◆ **Written task**
Change "blue sock" to "navy sock" in the part that opens at the start of the records and closes with the line containing "point(87, 386)", and give that part again with nothing else altered.

◆ **Supplied material**
────

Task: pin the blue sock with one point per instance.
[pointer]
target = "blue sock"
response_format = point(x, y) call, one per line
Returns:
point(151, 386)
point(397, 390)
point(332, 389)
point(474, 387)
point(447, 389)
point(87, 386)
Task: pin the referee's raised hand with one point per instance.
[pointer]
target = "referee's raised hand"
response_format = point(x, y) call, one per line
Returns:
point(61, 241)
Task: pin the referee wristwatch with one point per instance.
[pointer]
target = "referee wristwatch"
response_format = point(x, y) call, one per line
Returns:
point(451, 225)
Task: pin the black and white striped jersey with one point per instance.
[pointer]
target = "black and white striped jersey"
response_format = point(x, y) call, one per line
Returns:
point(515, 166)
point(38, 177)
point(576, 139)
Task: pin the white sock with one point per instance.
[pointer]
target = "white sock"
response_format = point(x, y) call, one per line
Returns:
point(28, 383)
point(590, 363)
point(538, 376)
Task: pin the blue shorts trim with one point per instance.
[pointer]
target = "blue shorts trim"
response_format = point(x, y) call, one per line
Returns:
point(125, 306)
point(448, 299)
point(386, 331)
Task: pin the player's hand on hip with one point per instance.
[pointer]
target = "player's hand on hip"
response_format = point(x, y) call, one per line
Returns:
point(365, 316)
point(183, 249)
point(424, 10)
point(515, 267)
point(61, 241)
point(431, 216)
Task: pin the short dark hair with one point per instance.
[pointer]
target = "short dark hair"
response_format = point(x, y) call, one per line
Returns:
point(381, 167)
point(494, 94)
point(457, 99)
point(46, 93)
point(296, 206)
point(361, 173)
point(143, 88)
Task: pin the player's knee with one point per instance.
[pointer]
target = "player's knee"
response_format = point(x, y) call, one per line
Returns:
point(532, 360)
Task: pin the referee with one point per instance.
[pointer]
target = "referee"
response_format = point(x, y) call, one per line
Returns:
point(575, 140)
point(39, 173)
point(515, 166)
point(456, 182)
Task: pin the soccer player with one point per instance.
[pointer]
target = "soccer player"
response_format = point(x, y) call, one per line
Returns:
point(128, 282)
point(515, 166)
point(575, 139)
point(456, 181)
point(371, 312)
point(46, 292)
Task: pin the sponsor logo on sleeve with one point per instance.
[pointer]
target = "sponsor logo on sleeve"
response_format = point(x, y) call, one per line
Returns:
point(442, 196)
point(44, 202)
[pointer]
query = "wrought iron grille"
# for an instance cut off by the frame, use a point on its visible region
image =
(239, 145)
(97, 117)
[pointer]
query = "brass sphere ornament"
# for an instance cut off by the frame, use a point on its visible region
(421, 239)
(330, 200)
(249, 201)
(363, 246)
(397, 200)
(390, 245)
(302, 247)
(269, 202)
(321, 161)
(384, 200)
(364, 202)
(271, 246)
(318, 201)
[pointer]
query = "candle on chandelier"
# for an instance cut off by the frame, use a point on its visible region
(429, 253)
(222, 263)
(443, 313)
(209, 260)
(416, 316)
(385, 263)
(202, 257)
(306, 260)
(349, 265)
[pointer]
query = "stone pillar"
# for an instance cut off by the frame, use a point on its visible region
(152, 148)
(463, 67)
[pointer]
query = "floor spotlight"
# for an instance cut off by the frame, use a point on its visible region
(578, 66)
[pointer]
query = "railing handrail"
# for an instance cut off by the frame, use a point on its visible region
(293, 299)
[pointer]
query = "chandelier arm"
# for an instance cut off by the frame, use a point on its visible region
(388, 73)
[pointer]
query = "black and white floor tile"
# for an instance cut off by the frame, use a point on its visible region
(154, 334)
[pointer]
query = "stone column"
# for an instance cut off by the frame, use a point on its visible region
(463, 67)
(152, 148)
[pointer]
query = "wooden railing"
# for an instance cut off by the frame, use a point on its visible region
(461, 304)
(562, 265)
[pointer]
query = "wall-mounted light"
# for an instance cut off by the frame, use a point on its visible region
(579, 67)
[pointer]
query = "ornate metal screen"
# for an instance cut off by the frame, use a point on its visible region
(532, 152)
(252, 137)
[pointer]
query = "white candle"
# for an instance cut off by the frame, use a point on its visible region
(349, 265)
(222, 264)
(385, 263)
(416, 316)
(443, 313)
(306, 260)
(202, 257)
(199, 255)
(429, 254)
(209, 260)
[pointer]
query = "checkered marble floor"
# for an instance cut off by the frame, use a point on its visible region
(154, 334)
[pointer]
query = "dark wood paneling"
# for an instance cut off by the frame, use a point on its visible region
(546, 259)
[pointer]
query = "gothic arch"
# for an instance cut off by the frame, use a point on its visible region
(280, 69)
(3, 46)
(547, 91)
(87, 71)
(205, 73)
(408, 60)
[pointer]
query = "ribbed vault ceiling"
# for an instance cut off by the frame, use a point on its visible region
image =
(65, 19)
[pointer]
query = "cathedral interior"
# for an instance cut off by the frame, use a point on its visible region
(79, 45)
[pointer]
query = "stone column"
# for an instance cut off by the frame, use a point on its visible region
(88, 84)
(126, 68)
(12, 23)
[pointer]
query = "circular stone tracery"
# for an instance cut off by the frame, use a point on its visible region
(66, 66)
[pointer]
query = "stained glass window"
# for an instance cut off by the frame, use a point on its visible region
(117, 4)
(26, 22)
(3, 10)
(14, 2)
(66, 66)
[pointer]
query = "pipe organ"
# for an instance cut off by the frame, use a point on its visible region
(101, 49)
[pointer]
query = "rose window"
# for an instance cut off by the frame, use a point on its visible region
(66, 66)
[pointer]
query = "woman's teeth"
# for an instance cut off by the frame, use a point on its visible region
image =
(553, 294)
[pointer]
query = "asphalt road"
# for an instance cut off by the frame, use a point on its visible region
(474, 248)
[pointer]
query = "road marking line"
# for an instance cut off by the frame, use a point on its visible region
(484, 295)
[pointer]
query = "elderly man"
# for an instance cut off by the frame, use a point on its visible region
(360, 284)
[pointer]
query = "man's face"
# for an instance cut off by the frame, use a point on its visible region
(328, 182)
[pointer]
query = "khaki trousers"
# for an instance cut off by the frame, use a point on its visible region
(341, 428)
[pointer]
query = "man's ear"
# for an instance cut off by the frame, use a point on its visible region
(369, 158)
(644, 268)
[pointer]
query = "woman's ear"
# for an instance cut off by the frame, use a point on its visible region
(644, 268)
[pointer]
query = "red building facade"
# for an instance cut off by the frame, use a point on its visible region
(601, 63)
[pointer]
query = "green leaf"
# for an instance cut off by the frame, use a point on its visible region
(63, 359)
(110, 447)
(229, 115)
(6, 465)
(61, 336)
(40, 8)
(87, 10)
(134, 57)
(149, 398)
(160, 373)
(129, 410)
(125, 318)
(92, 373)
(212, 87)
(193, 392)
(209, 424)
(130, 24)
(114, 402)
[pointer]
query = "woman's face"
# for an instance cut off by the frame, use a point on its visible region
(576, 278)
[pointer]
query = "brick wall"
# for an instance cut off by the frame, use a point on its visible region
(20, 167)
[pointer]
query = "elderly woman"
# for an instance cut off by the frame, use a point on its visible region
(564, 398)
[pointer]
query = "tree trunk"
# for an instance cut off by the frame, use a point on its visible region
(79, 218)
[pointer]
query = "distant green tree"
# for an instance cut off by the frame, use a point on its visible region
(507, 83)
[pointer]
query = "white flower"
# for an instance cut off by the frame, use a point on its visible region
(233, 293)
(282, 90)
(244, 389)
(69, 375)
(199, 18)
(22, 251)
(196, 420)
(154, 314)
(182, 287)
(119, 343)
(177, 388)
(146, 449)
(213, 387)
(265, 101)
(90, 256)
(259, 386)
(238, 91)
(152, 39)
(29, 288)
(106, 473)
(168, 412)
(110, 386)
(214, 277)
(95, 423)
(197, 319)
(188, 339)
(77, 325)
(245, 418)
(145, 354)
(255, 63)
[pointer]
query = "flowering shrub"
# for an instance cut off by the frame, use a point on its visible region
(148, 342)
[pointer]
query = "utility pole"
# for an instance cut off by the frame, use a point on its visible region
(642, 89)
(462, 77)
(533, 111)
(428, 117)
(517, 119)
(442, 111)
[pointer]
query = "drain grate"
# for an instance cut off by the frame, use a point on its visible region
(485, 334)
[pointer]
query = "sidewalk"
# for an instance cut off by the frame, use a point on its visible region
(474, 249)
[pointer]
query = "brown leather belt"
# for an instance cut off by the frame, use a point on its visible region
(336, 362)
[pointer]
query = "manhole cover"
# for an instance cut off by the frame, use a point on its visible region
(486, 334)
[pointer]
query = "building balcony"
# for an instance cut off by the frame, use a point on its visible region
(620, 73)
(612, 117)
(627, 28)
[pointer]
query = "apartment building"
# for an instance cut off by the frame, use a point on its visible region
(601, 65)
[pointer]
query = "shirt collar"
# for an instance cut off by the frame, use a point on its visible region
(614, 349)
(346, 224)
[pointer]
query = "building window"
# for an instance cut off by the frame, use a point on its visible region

────

◆ **Result**
Task: pin the navy sock with one point per instance.
[pointer]
target = "navy sock"
response_format = point(x, y) call, one per line
Returns:
point(151, 386)
point(397, 390)
point(332, 389)
point(474, 387)
point(447, 389)
point(87, 386)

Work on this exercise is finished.